→ RECORDS FOR THIS EXERCISE:
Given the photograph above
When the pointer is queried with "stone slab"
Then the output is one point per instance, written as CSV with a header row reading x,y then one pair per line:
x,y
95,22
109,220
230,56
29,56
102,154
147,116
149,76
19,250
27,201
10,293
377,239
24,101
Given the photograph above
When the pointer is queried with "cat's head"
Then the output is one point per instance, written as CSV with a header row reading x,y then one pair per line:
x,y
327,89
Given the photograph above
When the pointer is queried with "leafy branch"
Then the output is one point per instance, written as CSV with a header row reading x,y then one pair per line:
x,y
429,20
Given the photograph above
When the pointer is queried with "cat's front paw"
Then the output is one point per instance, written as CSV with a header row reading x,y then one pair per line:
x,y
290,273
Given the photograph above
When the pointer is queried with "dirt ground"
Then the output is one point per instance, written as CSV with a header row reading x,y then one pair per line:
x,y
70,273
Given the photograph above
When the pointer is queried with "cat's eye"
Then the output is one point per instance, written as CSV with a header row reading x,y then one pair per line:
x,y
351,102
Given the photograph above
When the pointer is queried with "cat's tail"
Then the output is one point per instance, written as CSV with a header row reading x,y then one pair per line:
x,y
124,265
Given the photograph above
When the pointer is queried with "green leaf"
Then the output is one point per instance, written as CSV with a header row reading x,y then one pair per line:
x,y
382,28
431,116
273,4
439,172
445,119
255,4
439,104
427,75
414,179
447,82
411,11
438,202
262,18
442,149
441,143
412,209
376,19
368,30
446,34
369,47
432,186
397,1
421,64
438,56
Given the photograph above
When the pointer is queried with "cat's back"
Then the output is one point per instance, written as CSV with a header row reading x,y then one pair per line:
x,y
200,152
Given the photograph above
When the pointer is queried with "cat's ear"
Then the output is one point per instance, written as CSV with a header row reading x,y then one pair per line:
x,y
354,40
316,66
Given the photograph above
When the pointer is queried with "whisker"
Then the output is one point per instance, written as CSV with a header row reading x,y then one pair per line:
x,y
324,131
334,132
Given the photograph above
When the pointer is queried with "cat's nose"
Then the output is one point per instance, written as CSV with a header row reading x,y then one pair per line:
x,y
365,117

→ TASK GOAL: Repeat the material from above exactly, word for word.

→ WRITTEN ANSWER:
Given the photograph above
When the pointer is queried with "stone slab"
Then the output is one point per instance, written as CSV with a header row reading x,y then one pair per line:
x,y
95,22
109,220
230,56
29,56
102,154
147,116
149,76
19,250
27,201
10,293
377,239
24,101
Given the photograph above
When the pointer is queried with "cat's head"
Then the output is one point per instance, written as CSV with a header row reading x,y then one pair per line:
x,y
327,89
Given the photograph above
When the pointer is queried with "leafy branch"
Then the output is one point per instance, written as CSV with a header row reading x,y then one pair per line:
x,y
429,20
Given the photograph above
When the pointer is queried with "cat's front paw"
Then the output is one point per instance, written as CSV with a header row reading x,y then one pair per line:
x,y
290,273
Given the photograph above
When the pointer is queried with "dirt ground"
Then the output is one point per instance, written as CSV with a header row reading x,y then one pair per line:
x,y
70,273
Given the photograph above
When the pointer is queried with "cat's eye"
Then the output is one point per instance, written as CSV with a header row reading x,y then one pair per line:
x,y
351,102
Given the photograph above
When the pointer is queried with "cat's tail"
Then the output is one point per instance, written as CSV with a header row reading x,y then one pair per line:
x,y
124,265
Given the photograph above
When the pointer is queried with "green leaf"
Then the output is one point per instance, written as CSV with a header row reading x,y then one pair per line:
x,y
382,28
431,116
273,4
439,172
445,119
255,4
439,104
427,75
414,179
447,82
411,11
438,202
262,18
442,149
441,143
412,209
376,19
368,30
446,34
369,47
432,186
397,1
421,64
438,56
Given the photograph above
When the pointer is queried with "cat's back"
Then the output is one point per instance, written as CSV with a header row reading x,y then one pair per line:
x,y
200,152
Given the photograph above
When the pointer is queried with "cat's ear"
Then the output is one point per instance, written as CSV with a header row reading x,y then one pair per line:
x,y
354,40
316,66
Given the photograph above
When the pointer is queried with "whisker"
Then the output is one point per instance, written as CSV with a header row reading x,y then one pair per line:
x,y
324,131
334,132
Given the photograph above
When the pointer is queried with "cat's nose"
Then the output is one point per instance, written as CSV with a header row reading x,y then one pair per line:
x,y
365,117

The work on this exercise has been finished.